Required work
Output the data word for word, dropping every image.

Location labeling records

+++++

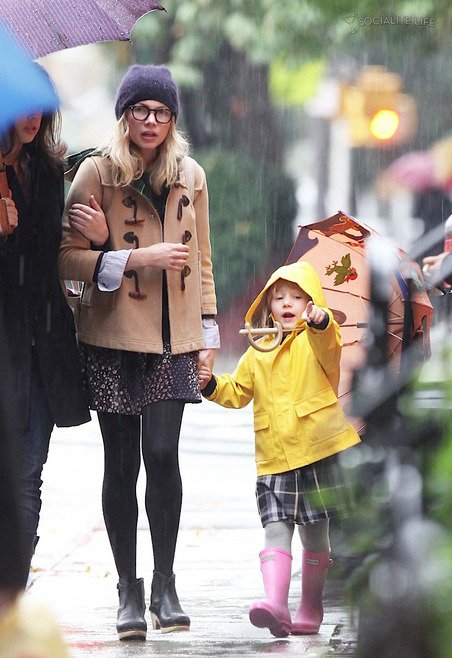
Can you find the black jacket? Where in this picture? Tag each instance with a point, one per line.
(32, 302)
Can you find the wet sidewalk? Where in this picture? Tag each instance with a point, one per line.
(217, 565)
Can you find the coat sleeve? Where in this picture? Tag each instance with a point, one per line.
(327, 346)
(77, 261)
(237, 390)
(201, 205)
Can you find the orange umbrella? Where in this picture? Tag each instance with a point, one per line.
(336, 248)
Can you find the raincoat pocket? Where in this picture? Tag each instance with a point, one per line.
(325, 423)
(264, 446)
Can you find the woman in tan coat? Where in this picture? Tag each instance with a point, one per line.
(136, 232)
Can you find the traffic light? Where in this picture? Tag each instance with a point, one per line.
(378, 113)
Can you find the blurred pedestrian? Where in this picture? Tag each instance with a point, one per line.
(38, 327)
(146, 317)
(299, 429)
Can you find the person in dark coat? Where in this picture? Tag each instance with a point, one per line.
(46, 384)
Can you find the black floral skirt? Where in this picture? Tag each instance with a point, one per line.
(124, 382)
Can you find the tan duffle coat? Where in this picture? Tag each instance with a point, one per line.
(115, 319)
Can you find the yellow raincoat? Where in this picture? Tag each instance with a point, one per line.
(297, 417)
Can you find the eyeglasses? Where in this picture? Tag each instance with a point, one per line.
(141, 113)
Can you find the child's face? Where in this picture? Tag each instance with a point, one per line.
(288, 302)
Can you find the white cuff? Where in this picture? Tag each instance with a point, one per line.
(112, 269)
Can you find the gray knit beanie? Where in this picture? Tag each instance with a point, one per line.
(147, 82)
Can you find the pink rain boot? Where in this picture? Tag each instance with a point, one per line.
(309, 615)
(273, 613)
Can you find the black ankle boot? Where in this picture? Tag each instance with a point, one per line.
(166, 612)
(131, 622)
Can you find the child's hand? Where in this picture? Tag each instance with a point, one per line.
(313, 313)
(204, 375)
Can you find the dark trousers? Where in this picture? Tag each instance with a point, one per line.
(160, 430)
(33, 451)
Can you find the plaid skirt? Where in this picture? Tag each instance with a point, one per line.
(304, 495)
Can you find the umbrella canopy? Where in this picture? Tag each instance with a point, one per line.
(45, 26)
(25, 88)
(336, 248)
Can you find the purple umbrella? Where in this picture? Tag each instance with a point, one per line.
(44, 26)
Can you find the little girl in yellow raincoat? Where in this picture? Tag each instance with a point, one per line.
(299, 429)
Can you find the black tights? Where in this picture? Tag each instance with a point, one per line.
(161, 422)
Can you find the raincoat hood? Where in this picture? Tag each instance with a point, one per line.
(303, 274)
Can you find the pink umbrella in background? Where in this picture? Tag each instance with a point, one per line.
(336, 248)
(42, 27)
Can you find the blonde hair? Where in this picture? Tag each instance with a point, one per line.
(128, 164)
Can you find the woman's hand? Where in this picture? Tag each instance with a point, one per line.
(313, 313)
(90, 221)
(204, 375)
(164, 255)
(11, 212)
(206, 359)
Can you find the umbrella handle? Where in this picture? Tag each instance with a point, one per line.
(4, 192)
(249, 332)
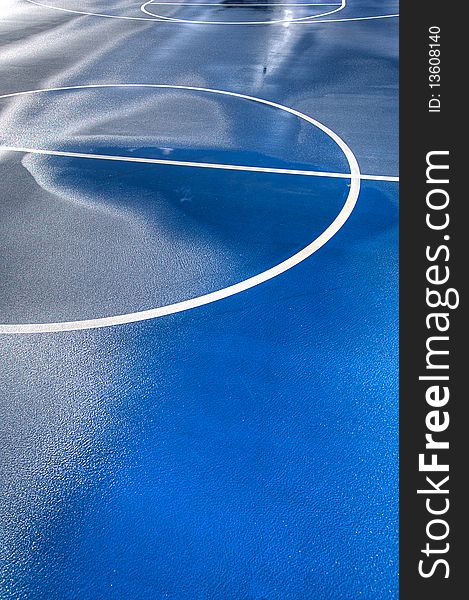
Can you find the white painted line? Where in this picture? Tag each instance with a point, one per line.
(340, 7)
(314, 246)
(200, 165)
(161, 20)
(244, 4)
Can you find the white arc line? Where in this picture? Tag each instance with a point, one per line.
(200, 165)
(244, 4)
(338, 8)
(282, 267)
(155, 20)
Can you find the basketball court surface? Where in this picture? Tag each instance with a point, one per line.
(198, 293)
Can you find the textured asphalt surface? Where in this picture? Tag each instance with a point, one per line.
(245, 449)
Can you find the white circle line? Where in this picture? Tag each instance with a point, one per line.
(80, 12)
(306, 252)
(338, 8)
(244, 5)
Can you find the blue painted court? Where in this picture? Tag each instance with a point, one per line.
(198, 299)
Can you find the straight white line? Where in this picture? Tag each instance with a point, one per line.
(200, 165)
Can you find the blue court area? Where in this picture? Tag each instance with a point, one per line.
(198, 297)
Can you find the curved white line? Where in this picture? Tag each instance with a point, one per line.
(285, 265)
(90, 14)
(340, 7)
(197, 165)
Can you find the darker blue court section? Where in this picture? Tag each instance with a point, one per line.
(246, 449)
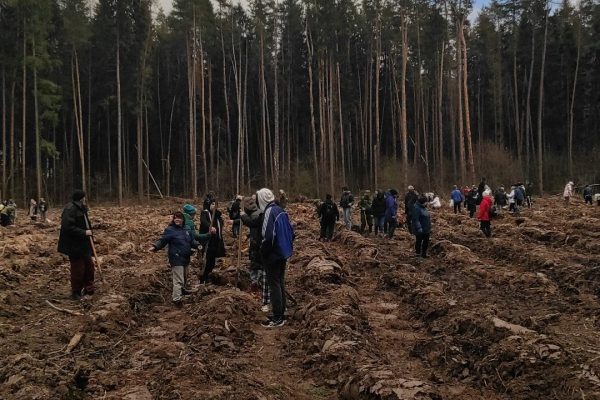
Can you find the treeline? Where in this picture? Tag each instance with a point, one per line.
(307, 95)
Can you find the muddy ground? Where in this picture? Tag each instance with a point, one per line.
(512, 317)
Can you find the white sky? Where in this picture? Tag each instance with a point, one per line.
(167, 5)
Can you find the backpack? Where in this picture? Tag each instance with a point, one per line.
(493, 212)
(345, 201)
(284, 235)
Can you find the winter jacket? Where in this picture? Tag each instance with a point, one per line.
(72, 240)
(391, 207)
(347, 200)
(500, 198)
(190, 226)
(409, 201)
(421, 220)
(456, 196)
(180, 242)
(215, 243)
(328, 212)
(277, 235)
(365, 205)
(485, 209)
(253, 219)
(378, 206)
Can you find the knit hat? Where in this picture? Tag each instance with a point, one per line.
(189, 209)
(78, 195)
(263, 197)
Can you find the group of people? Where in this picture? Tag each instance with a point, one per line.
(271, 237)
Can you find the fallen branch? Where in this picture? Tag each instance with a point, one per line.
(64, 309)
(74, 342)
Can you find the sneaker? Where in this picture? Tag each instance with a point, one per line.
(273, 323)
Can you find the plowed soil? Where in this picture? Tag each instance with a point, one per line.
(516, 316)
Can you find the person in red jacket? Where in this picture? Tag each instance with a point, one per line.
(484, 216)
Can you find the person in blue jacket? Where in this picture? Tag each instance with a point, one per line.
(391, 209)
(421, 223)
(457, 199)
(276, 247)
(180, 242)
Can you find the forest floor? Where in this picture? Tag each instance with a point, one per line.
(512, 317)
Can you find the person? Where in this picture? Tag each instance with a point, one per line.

+++++

Result of the task
Can you find the black jacket? Where in this picture? Tag each instance with a point, one per line.
(32, 302)
Can you find the wet sidewalk? Where in this picture? Tag each instance with a point, one per line.
(217, 565)
Can you find the coat sleeve? Where in this picture? Tag each instance with a point, one per line.
(327, 346)
(77, 261)
(237, 390)
(201, 205)
Can you find the orange umbrella? Where in this picture? Tag each instance with a point, one per line.
(336, 248)
Can you find the raincoat pocket? Where in this picture? Tag each instance with a point, one per line.
(325, 423)
(264, 446)
Can you find the woman in tan coat? Where in this picture? Tag each instance with a point, one per line.
(136, 232)
Can you find the traffic light? Where in this picture? Tag each instance with a point, one per line.
(378, 113)
Can you find the blurred pedestrian? Where in this picture? Tag each instance with a point, one per line.
(38, 327)
(146, 317)
(299, 429)
Can you find the person in dark coat? Where in this picture? Tag each instance with a point, one per line.
(46, 384)
Can you find the black floral skirt? Where in this picture? Tag each instance with a point, one per line.
(124, 382)
Can you find the tan duffle coat? Where in this picture? Tag each instance with a point, one per line.
(115, 319)
Can you find the yellow raincoat? Where in this picture? Tag each instance with a point, one per line.
(297, 417)
Can you find the eyeglasses? Where in this picture? Tag each instance with a point, one per line.
(141, 113)
Can you find the child's face? Where in this picture? Tag each instance with a point, one per line.
(288, 302)
Can you find the white cuff? Where in this picture? Tag each instance with a point, one per line.
(112, 269)
Can you find the gray knit beanie? Where in this picture? Tag each instance with a point, one per line.
(147, 82)
Can you find the pink rain boot? Where in this picture? Tag each instance with a point, one per line.
(309, 615)
(273, 613)
Can you find the black ankle boot? Where in this picture? Tag each instance with a point, one per line.
(166, 612)
(131, 622)
Can you find the child's hand? Where in this picture? Tag each instance with a point, one per line.
(313, 313)
(204, 375)
Can you find the dark trousers? Where in this picture? Tag each instance with a point, one per line.
(160, 430)
(33, 451)
Can you find the plaid skirt? Where in this picture? Tag each instance with a point, one per line.
(304, 495)
Can you find the umbrella canopy? Where in this picture? Tag each instance with a point, one per line.
(45, 26)
(25, 88)
(336, 248)
Can you find the purple umbrella? Where in this picture? Tag each instance with a point, one per line.
(44, 26)
Can you find the little girl in yellow raincoat? Where in this picture? Tag each instance with a point, one per line.
(299, 429)
Can you find the black tights? Where in this picture? Tag each instance with a point, one per line.
(161, 422)
Can you find the raincoat hood? Where in this picture? Tag each instance with a point, one per line.
(303, 274)
Can you find the pink umbrella in background? Where in this picture? Tag each instance with a point, one per line.
(336, 248)
(42, 27)
Can you find the blonde hair? Where in this picture? Tag each instance with a point, one per line.
(128, 164)
Can you find the woman's hand? Where in this picture? Tag each instance with a point, one per line.
(313, 313)
(90, 221)
(204, 375)
(164, 255)
(11, 212)
(206, 359)
Can you find the umbrella handle? Where in this picture? Tag each instance with a point, one per line.
(4, 192)
(249, 332)
Can you find the white painted line? Where in this picture? Tag each instance with a point, one per line.
(340, 7)
(314, 246)
(200, 165)
(161, 20)
(244, 4)
Can you find the white arc line? Where in this picture? Tag each instance with a point, one per line.
(200, 165)
(244, 4)
(338, 8)
(282, 267)
(155, 20)
Can you find the basketball court surface? Where in this picture? Tag each instance with a point, one per line.
(198, 293)
Can you find the textured asphalt surface? Where in this picture? Tag each instance with a point, one per line.
(245, 449)
Can you find the white circle line? Where in this picture? Tag each instance with a point, one per line.
(80, 12)
(306, 252)
(338, 8)
(244, 5)
Can you find the blue painted court? Where in this picture? Tag each instance with a point, one per line.
(198, 299)
Can you find the straight white line? Where in this picture? Tag each instance with a point, one per line.
(200, 165)
Can you find the blue court area? Where in this picture? Tag each instance with a point, one per line.
(198, 297)
Can you find the curved white line? Where in this picture? Tag each instance with a point, one per line.
(285, 265)
(90, 14)
(340, 7)
(197, 165)
Can you find the darker blue court section? Where in this picture? Tag each instance with a point, one per line.
(246, 449)
Can you find the treeline? Where in this picture? Tag each instance with a point, one per line.
(307, 95)
Can you find the muddy ground? Where in this picture? Tag each instance with a point, one per line.
(512, 317)
Can you find the white sky? Where in this picture? Tag each instance with a point, one per line.
(167, 5)
Can you find the backpack? Where in this picture? Tag each instance with a point, one per line.
(493, 212)
(345, 201)
(284, 235)
Can you find the winter jacket? Where in this picture? Tag each instance with a point, one per line.
(72, 240)
(391, 207)
(347, 200)
(500, 198)
(190, 226)
(409, 201)
(421, 220)
(456, 196)
(180, 242)
(215, 243)
(328, 212)
(277, 235)
(365, 205)
(485, 209)
(253, 219)
(378, 206)
Can you find the knit hat? Where in this picture? Tag each instance with a point, one per line.
(189, 209)
(78, 195)
(263, 197)
Can you find the group of people? Where in this picture? Tag each instance with a point, one per line.
(271, 237)
Can you find the fallen branch? Where in this picture? Tag each instance with a point, one per line.
(64, 309)
(74, 342)
Can you find the sneaker? Where in this picture? Tag each instance with a point, one per line.
(273, 323)
Can you find the plowed soil? Where in this picture? Tag each instance with a point, one per line.
(516, 316)
Can you find the person in red jacket? Where in this picture? Tag each instance with a point, one per line.
(484, 216)
Can you find the person in blue jacket? Where in this picture? Tag each instance with a point, one per line.
(391, 209)
(421, 223)
(457, 199)
(276, 247)
(180, 242)
Can you find the forest floor? Where in this picture? Tag each instance with a point, one per line.
(512, 317)
Can you find the person? Where in this picture? Tag each instance with a point, one per line.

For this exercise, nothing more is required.